**Der Text**
◇ ◇ ◇ ◇ ◇
Balanceakt für Meloni
Meloni ist derzeit mehr denn je zu einem Balanceakt zwischen ihren beiden Koalitionspartnern gezwungen. Rechts von ihr hört der Vizepremierminister Matteo Salvini von der Partei Lega nicht auf, mit Schimpfkanonaden auf Europa sowie Huldigungen von Trump und Elon Musk zu provozieren. Auf der anderen Seite bekräftigt Antonio Tajani als Chef der Ex-Berlusconi-Partei Forza Italia, dass Italien weiterhin zur EU stehe.
Die EU-Kommissionspräsidentin Ursula von der Leyen hatte Meloni in einem Interview mit dem „Corriere della Sera“ Ende März eine „wichtige Rolle“ in Europa zugesprochen. „Ihr direkter Kontakt zu Trump ist positiv“, sagte von der Leyen. Meloni nahm als einzige europäische Regierungschefin an der Amtseinführung des Präsidenten teil und besucht seit Jahren in den USA seine politischen Veranstaltungen. Sie „verstehe, dass ein Anführer seine nationalen Interessen verteidigt“, sagte Meloni der „Financial Times“ vor einigen Tagen und fügte hinzu, sie sei „für die Einheit des Westens“ und folge nicht „blindlings Europa oder den Vereinigten Staaten“.
◇ ◇ ◇ ◇ ◇
**Aufgabenstellung**
Aktualisiere im Text über Meloni den Abschnitt von „Balanceakt für Meloni“ bis „zur EU stehe.“ und schreib ihn neu auf. Setz dabei „Bündnispartnern“ an die Stelle von „Koalitionspartnern“.

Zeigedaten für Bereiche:
◇ ◇ ◇ ◇ ◇
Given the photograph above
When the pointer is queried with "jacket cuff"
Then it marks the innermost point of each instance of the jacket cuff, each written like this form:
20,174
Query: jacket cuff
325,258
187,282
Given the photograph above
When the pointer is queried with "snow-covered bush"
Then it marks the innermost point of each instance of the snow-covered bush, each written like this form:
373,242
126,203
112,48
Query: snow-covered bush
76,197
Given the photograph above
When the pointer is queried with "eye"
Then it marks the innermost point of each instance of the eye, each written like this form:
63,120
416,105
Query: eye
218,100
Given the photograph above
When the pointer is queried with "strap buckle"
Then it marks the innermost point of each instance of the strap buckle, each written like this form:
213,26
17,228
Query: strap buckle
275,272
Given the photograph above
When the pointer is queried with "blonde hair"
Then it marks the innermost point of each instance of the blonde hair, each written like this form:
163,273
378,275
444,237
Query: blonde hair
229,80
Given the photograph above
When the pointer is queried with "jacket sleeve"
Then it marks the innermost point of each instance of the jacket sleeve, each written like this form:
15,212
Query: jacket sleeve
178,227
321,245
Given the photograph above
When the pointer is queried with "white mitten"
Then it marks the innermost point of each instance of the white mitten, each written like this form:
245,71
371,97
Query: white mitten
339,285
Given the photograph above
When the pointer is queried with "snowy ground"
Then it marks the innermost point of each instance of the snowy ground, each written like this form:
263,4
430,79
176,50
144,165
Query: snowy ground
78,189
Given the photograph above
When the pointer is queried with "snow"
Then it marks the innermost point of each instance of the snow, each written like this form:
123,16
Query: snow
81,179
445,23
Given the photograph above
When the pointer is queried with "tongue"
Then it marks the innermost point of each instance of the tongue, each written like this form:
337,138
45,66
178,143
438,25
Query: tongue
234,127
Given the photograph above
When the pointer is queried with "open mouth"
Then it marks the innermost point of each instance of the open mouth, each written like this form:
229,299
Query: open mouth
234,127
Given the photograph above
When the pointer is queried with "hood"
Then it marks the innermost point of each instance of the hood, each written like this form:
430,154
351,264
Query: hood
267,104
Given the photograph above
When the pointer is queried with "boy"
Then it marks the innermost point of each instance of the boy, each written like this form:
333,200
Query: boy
◇ ◇ ◇ ◇ ◇
**Antwortfeld**
Balanceakt für Meloni
Meloni ist derzeit mehr denn je zu einem Balanceakt zwischen ihren beiden Bündnispartnern gezwungen. Rechts von ihr hört der Vizepremierminister Matteo Salvini von der Partei Lega nicht auf, mit Schimpfkanonaden auf Europa sowie Huldigungen von Trump und Elon Musk zu provozieren. Auf der anderen Seite bekräftigt Antonio Tajani als Chef der Ex-Berlusconi-Partei Forza Italia, dass Italien weiterhin zur EU stehe.